Activity:
Pull every line containing the word "rocks" from the records.

Data listing:

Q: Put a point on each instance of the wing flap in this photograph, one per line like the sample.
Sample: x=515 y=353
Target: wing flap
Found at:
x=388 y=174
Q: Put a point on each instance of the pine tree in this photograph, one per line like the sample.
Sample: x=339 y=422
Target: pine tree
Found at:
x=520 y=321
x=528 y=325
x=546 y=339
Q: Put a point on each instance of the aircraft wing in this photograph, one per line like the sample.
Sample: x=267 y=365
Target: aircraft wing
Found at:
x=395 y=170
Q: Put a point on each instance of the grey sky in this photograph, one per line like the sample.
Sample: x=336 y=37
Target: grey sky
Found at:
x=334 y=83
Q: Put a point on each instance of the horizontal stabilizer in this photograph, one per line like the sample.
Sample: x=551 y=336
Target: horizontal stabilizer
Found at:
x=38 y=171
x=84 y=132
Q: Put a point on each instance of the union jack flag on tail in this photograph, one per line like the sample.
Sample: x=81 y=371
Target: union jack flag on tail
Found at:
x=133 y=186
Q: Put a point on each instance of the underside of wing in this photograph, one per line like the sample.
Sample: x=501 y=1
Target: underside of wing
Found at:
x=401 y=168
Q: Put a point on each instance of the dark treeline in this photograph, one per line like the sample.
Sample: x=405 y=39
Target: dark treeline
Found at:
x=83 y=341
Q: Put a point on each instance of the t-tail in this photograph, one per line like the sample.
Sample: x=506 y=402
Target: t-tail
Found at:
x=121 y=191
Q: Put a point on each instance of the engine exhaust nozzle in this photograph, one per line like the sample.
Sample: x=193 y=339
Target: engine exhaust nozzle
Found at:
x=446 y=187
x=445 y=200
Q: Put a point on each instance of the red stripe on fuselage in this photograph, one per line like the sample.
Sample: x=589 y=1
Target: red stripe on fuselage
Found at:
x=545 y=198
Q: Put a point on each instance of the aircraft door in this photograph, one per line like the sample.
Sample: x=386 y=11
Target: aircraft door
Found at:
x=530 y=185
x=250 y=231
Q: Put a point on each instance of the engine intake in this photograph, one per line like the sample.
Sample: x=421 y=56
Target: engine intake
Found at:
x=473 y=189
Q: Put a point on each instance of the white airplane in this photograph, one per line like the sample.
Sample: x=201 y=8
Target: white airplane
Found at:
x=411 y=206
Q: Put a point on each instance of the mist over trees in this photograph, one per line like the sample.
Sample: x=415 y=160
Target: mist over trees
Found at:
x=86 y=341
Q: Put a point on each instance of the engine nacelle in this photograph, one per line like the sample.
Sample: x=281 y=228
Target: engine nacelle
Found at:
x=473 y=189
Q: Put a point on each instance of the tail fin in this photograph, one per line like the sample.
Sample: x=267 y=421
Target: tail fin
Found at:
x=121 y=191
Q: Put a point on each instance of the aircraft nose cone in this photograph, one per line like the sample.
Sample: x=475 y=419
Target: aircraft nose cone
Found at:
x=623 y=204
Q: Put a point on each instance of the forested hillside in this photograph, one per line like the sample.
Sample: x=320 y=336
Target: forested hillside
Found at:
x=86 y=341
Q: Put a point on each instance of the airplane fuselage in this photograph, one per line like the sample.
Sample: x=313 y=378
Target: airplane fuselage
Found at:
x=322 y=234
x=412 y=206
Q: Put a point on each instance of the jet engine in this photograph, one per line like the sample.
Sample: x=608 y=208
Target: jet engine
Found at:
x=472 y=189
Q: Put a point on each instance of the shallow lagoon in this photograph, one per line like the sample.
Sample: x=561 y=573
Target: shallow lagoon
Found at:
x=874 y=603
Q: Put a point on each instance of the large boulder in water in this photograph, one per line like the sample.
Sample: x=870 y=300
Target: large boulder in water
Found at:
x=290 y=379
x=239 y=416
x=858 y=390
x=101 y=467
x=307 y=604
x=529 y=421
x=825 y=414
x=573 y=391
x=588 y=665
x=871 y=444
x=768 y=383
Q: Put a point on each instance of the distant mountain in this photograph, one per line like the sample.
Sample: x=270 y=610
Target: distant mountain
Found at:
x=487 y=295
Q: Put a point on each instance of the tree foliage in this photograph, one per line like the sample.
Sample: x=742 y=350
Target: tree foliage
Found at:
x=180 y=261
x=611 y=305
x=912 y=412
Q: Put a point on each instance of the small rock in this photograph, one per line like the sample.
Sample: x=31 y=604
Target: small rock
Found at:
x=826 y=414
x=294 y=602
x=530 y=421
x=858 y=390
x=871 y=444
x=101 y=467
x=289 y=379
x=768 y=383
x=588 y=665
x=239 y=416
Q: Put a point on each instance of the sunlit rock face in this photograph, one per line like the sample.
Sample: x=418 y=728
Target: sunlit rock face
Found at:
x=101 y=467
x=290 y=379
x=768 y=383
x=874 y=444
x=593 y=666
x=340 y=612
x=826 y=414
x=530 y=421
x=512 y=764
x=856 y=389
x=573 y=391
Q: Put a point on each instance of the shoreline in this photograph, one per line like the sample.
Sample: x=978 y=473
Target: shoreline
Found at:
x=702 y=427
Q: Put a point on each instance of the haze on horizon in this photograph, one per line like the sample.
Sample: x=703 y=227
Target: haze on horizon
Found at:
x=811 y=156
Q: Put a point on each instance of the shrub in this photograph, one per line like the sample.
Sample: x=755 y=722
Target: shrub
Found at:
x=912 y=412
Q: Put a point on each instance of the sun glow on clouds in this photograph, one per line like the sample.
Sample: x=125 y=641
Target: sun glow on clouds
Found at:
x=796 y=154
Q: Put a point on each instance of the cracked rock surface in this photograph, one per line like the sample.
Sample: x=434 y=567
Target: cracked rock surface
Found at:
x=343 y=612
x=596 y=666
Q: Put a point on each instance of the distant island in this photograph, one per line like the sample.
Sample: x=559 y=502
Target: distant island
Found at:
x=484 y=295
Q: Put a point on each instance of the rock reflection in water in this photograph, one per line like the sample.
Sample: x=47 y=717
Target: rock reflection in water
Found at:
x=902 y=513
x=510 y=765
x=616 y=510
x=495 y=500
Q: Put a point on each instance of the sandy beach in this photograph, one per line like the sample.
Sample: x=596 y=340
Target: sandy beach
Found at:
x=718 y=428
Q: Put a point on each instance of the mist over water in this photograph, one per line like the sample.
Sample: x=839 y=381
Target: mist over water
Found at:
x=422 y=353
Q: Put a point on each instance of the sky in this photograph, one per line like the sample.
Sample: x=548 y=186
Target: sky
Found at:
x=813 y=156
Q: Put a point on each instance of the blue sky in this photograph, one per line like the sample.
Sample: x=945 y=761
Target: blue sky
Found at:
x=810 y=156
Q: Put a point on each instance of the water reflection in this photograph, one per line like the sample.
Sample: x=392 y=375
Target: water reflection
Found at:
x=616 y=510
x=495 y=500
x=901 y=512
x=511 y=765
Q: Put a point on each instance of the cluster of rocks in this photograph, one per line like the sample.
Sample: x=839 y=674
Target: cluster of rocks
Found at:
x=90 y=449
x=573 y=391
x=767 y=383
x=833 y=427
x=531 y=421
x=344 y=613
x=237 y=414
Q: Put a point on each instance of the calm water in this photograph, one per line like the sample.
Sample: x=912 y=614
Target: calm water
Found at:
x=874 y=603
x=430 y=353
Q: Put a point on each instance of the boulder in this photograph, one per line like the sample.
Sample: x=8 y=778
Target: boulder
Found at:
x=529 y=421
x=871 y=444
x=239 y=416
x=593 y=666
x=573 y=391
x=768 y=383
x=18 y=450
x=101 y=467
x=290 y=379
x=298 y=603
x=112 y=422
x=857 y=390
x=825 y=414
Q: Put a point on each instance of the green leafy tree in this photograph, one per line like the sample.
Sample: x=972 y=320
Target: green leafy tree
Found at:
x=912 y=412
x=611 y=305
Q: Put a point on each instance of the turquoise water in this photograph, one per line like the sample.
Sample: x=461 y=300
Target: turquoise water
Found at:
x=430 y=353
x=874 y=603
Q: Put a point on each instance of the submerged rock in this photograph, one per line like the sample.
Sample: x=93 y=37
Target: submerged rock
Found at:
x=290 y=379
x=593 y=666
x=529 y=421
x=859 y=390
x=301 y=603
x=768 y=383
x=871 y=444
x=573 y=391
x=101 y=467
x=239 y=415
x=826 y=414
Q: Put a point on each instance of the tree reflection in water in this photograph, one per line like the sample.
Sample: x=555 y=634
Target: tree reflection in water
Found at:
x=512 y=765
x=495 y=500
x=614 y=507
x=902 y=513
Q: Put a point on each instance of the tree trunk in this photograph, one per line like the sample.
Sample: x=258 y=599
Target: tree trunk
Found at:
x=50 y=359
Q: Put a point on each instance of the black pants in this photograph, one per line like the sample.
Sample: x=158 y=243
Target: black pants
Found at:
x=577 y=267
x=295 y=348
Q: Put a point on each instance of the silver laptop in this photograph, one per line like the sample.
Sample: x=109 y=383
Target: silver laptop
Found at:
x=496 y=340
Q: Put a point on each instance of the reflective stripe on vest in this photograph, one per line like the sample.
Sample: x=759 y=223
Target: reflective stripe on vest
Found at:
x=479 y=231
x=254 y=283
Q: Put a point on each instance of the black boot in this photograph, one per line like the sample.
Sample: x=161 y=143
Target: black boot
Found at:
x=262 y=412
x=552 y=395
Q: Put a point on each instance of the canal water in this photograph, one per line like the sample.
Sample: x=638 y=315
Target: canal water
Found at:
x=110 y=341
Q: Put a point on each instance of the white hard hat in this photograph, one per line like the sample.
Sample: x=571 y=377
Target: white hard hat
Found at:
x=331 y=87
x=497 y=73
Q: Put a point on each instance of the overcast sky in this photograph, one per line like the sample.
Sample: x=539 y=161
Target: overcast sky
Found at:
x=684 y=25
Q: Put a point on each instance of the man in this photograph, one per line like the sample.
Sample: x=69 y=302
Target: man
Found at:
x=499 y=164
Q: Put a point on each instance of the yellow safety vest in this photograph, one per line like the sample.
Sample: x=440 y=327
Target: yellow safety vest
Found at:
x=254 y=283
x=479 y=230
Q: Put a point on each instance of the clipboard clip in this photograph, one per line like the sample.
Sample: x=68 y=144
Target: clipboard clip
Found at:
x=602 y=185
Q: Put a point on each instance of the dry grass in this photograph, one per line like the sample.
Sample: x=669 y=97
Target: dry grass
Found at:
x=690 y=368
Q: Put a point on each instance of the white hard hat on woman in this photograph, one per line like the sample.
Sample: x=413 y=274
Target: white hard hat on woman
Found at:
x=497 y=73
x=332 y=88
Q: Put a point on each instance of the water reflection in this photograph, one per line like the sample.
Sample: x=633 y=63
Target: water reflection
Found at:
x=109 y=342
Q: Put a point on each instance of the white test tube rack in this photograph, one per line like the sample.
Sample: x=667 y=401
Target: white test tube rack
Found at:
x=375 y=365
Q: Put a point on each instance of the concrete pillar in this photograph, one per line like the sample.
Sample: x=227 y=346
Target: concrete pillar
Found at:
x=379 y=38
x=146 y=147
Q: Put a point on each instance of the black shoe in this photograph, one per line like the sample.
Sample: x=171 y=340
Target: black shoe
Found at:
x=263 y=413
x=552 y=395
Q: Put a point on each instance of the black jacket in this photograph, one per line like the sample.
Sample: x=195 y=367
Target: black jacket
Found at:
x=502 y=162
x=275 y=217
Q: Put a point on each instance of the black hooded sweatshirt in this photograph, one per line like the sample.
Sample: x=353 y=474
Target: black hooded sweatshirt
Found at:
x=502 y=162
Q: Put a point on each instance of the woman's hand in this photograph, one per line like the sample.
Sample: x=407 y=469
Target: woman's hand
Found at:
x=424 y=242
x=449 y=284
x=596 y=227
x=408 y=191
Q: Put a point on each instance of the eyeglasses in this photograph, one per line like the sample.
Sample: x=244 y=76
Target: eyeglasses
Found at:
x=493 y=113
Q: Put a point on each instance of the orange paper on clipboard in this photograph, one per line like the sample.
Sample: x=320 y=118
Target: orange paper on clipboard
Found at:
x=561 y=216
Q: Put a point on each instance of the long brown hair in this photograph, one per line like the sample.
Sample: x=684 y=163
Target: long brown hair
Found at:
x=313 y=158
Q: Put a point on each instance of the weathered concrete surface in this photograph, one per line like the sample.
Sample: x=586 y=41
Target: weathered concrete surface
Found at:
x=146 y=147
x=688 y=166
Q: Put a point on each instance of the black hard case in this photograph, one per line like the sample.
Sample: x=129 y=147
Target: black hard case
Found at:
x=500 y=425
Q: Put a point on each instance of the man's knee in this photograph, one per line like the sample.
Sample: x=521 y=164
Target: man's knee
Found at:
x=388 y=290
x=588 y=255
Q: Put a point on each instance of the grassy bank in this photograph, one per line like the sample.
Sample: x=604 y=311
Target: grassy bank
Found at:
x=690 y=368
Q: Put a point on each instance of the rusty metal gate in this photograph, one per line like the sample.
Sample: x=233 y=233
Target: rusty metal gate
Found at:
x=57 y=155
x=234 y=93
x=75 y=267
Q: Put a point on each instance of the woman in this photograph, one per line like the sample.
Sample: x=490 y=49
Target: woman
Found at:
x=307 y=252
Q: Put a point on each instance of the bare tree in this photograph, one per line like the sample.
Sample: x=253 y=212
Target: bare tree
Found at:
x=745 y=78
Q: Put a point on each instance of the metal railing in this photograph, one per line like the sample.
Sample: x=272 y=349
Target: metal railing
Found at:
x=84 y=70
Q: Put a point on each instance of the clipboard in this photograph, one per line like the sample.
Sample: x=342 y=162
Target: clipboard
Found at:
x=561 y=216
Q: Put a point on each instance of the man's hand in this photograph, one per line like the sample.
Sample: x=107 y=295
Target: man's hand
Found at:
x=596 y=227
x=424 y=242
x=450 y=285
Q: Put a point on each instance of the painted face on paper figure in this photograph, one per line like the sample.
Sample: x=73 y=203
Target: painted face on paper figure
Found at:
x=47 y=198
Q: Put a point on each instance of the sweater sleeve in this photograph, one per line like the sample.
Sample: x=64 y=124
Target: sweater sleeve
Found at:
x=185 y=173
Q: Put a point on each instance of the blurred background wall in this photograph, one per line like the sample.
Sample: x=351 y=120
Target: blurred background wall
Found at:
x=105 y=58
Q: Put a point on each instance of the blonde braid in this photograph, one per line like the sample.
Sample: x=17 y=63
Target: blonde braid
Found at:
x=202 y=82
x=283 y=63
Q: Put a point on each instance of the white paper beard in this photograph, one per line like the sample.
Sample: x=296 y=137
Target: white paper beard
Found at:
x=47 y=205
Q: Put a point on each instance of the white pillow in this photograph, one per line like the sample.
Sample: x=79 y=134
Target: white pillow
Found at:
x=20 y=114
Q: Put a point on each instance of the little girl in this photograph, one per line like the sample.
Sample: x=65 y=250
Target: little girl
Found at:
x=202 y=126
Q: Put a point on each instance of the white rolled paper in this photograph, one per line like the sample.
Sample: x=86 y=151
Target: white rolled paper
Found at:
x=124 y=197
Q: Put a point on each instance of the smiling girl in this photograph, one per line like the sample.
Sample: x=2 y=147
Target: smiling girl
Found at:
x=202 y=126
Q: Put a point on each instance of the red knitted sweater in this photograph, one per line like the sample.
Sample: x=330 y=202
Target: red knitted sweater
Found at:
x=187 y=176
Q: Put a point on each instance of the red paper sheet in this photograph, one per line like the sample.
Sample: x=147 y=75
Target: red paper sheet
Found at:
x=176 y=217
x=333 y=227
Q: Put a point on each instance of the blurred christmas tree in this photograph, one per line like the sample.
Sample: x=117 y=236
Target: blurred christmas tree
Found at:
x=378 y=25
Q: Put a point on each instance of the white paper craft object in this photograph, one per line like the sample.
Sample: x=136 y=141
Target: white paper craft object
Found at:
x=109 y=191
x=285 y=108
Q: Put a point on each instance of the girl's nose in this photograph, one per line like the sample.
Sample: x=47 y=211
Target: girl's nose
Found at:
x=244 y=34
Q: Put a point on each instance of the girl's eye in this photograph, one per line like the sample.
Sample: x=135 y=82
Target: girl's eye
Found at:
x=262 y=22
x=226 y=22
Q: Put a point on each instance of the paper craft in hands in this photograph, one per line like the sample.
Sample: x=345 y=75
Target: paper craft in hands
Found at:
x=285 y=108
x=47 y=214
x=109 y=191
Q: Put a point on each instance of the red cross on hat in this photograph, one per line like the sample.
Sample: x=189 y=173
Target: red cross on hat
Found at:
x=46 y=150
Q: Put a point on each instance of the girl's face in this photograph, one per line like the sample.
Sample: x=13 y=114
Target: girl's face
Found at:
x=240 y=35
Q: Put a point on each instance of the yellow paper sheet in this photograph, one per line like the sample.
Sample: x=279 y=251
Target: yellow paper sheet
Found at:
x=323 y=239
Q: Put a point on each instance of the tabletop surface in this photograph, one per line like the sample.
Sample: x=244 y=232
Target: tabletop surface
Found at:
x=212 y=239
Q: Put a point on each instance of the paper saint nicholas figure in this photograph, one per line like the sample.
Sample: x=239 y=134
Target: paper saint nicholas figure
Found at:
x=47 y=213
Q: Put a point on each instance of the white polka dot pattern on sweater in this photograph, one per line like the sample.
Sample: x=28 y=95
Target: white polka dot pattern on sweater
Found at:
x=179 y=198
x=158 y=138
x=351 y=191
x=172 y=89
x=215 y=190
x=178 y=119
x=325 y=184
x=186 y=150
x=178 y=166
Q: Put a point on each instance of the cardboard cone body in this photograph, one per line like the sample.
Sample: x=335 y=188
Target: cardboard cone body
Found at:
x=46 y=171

Solution to the exercise:
Q: Put a point on each instance of the cluster of rocks in this photograph, one per line like the sample.
Target: cluster of rocks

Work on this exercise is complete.